En avant les harpes !, éditions andantino, artiste invitée : Anaïs Gaudemard.

« Tel qu’en lui-même l’éternité le change »

« Tel qu’en lui-même l’éternité le change »

Le Festival de La Roque d’Anthéron a l’habitude d’inviter de tels artistes qu’en fin de festival on ne sait plus quel superlatif ajouter. Puis, il y a Nelson Goerner. Pas de recherche de prouesse, d’esbroufe de quelque sorte que ce soit, et pourtant, tout est là, condensé dans la durée du spectacle : des émotions, une technique qui a l’élégance suprême de se faire oublier, une palette aux nuances sans cesse retravaillées, une variation qui semble infinie d’atmosphères, de couleurs, de sens… Que ne sait-il jouer ! On l’a déjà entendu sous la conque dans l’exécution magistrale des concertos de Rachmaninov, celle de Ballades de Chopin, de pièces de Schumann, de Liszt et de tant d’autres ! Jamais l’approche des œuvres ni leur exécution ne déçoit : la finesse d’un jeu souverain, l’approche toujours intelligemment sensible des morceaux, font de chaque concert une bulle poétique. 

Le 9 août, il proposait un programme dense faisant se succéder chronologiquement Beethoven, Robert Schumann, Rachmaninov puis Schulz-Evler.  

 Maîtrise des formes

La Sonate pour piano n° 28 en la majeur opus 101 fait partie des monuments beethovéniens. Composée en 1816 alors que le père de la Lettre à Élise plonge peu à peu dans la surdité (elle sera totale en 1824), renonce à « l’immortelle bien-aimée » et entame une longue procédure judiciaire pour obtenir la garde de son neveu à la mort de son frère Kaspar. Pour la première fois Beethoven utilise le terme allemand de Hammerklavier pour se référer au piano à propos de cette création qu’il décrivait comme « une série d’impressions et de rêveries ». 

Les premières mesures évoquent un univers proche de ceux d’un Schubert, par le déploiement d’une mélodie rêveuse à la palette irisée. On a l’impression que le morceau se crée sous nos yeux, suivant la fantaisie onirique du pianiste dont le jeu est à la fois d’une ineffable douceur et d’une profondeur sertie de sonorités larges. Les enchaînements entre puissance et lyrisme intime sont scandés par un rythme pointé imperturbable tandis que textures, registres et timbres soulignent les émois polyphoniques d’un discours sans cesse en tension. Puis l’Adagio fait entendre ses notes nostalgiques et la liberté de sa cadence finale. Les conflits se résolvent dans l’écriture fuguée de l’Allegro ma non troppo empli d’échos des passages précédents. 

Nelson Goerner / La Roque d'Anthéron 2025 © Valentine Chauvin

Nelson Goerner / La Roque d’Anthéron 2025 © Valentine Chauvin

La série des vingt tableautins du Carnaval opus 9 de Robert Schumann dessine une galerie de personnages dansant sous leurs masques, ceux de la Commedia dell’arte, Pierrot, Arlequin, Pantalon et Colombine, du Davidsbündler (Confrérie de David, société de musiciens imaginée par R. Schumann, sur le modèle des sociétés littéraires. Suite ici).

*Consigne*.
Les affirmations suivantes concordent-elles avec le texte sur le récital de Nelson Goerner ? Répondez à chacune par oui ou par non, en citant mot pour mot les passages du texte qui tranchent.
(a) Le programme du 9 août enchaînait Beethoven, Robert Schumann, Rachmaninov puis Schulz-Evler.
(b) Beethoven était déjà complètement sourd quand il a composé la Sonate pour piano n° 28.
(c) Le Carnaval opus 9 de Robert Schumann se compose de vingt tableautins.
La liste ci-dessous vient d'une autre source.

[Liste d'annotations par coordonnées]

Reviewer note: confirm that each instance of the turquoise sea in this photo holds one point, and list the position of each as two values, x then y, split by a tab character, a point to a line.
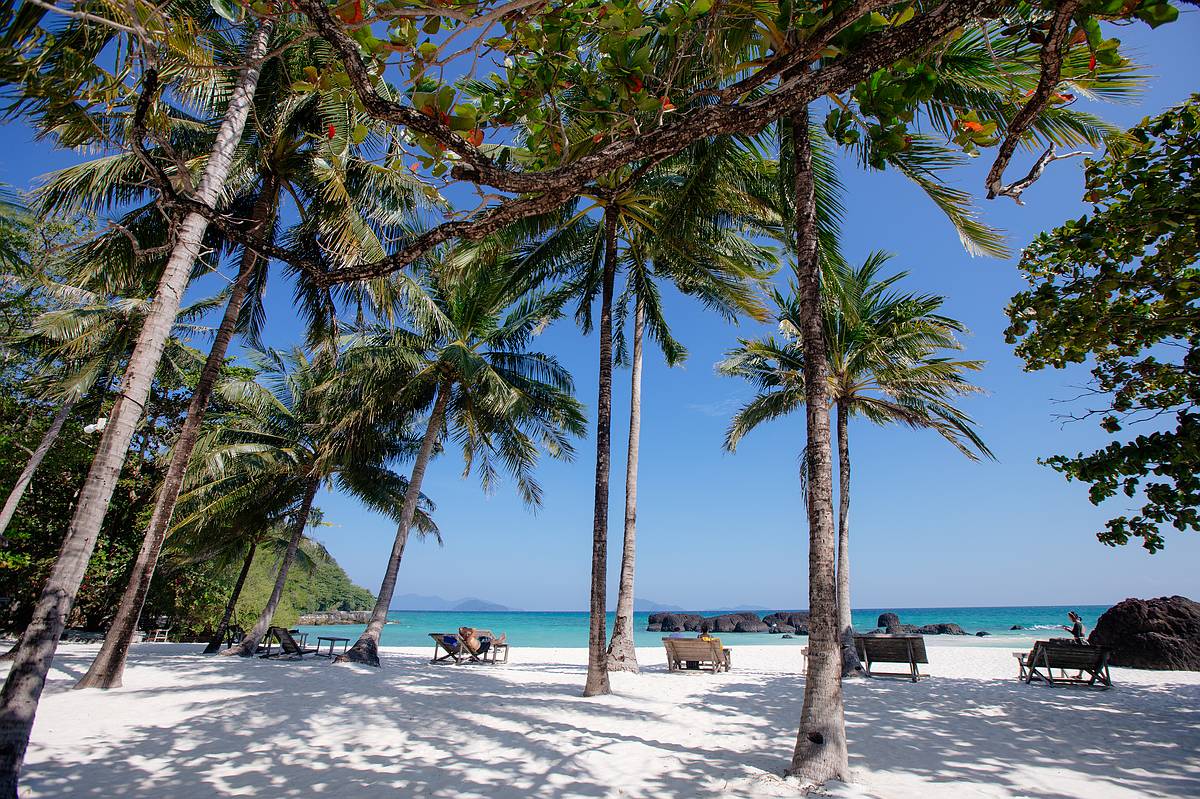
570	629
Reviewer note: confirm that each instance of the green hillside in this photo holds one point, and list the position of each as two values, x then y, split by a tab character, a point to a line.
324	588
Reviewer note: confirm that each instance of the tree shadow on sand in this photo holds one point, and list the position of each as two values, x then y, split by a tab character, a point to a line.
421	731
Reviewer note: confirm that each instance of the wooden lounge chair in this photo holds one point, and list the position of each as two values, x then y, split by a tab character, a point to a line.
705	654
454	649
906	649
1090	662
288	646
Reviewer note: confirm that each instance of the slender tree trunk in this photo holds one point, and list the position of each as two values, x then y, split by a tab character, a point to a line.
108	667
219	636
598	655
35	460
247	646
622	654
366	648
850	662
820	751
23	688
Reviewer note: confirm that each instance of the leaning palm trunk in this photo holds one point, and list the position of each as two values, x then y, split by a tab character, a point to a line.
108	667
622	654
247	646
35	460
598	655
850	662
23	689
219	635
820	751
366	648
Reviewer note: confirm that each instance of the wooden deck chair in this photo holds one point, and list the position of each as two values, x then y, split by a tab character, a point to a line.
288	646
451	648
706	654
906	649
490	649
1090	662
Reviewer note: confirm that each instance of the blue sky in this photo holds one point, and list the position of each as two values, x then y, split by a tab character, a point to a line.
928	527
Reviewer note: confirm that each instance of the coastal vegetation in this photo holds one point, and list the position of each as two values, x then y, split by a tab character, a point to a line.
435	221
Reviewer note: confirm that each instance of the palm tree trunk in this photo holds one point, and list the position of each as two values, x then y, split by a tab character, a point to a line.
598	655
366	648
219	636
820	751
23	688
247	646
35	460
850	662
622	654
108	667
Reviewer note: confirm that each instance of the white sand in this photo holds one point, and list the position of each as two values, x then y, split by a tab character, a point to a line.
187	726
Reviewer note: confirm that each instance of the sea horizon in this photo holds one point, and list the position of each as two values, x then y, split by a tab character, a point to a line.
569	629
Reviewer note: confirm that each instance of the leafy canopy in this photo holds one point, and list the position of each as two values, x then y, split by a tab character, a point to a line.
1120	289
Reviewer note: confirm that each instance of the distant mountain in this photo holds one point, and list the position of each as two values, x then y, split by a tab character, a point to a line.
421	602
651	606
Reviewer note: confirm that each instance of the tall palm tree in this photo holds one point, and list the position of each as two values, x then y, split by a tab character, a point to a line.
23	686
466	362
343	202
885	364
287	436
694	229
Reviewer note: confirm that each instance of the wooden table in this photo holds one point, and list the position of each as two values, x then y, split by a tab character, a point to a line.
333	641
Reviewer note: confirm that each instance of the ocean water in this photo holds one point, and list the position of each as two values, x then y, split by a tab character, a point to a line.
570	629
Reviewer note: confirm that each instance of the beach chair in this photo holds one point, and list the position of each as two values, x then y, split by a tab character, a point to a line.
906	649
1090	662
288	646
705	654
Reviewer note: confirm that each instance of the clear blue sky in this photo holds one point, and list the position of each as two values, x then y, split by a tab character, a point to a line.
929	528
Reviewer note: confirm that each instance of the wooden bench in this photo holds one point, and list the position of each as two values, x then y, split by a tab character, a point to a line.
1065	655
682	652
909	649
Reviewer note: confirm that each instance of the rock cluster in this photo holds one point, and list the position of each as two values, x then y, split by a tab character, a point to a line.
1161	634
891	624
335	617
789	623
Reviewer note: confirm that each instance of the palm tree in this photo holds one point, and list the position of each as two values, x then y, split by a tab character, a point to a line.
693	227
281	443
25	680
287	154
78	348
466	362
883	365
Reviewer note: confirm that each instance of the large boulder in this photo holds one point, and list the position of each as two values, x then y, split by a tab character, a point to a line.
679	623
1162	634
888	620
791	618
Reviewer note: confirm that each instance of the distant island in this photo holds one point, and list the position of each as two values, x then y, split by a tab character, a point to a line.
468	605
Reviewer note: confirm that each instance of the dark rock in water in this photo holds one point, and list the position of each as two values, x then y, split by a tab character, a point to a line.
942	630
792	618
1161	634
681	623
747	625
903	629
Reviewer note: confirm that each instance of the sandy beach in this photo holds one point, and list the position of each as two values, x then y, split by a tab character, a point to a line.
189	726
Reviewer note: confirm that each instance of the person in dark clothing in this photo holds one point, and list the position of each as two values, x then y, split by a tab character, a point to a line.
1077	628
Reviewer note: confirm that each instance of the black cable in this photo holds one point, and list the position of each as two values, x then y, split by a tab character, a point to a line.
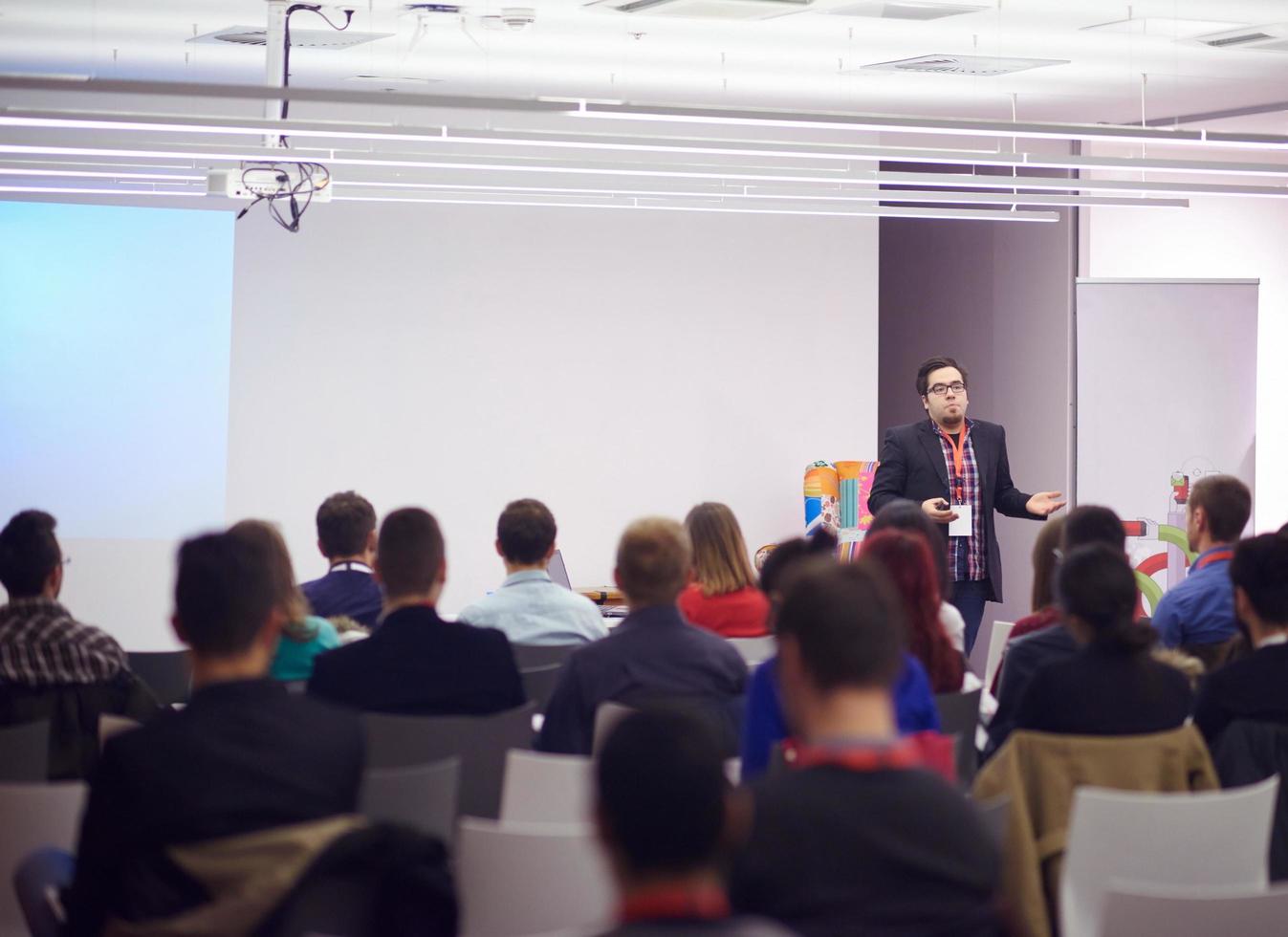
286	51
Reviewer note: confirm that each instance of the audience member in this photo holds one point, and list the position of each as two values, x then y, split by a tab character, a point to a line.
416	663
347	538
724	599
242	755
304	636
1198	614
857	837
1112	685
53	666
906	515
1255	687
764	724
1043	609
908	564
528	606
665	815
1082	527
653	654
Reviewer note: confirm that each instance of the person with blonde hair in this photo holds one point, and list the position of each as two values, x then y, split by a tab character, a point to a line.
304	635
724	599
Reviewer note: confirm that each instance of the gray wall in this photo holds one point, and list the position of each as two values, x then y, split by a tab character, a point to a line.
998	298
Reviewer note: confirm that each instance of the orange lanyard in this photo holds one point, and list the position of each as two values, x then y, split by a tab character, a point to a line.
958	458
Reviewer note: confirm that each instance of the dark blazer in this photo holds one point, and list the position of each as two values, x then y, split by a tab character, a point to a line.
418	665
345	592
653	655
912	466
1255	687
240	757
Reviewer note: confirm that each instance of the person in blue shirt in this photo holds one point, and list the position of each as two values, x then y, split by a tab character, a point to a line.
1198	614
764	725
530	606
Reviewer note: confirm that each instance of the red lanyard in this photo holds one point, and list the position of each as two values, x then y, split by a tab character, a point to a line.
1214	556
675	903
958	460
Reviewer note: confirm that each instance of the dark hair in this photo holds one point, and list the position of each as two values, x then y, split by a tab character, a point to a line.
902	513
1228	505
1046	562
225	592
935	363
906	558
344	523
29	554
1260	568
847	624
783	557
526	531
1098	584
661	792
1092	524
410	553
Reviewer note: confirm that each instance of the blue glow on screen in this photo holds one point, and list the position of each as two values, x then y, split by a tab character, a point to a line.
115	331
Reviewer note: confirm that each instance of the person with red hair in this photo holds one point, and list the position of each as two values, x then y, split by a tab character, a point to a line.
906	560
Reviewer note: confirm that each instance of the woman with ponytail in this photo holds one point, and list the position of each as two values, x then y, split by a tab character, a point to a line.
1113	685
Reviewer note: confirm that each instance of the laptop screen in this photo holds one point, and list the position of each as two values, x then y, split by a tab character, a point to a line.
557	572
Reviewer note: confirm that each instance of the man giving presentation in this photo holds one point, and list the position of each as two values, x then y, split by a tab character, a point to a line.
957	470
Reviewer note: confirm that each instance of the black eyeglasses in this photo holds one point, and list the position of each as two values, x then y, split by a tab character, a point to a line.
940	389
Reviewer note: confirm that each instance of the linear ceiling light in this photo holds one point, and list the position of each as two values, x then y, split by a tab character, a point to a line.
885	211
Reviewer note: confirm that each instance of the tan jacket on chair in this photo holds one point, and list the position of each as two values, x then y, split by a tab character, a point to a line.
1039	772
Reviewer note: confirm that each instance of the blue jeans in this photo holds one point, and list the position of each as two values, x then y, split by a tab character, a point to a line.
969	599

*Réponse*.
(a) Oui : « faisant se succéder chronologiquement Beethoven, Robert Schumann, Rachmaninov puis Schulz-Evler ».
(b) Non : « Composée en 1816 alors que le père de la Lettre à Élise plonge peu à peu dans la surdité (elle sera totale en 1824) ».
(c) Oui : « La série des vingt tableautins du Carnaval opus 9 de Robert Schumann ».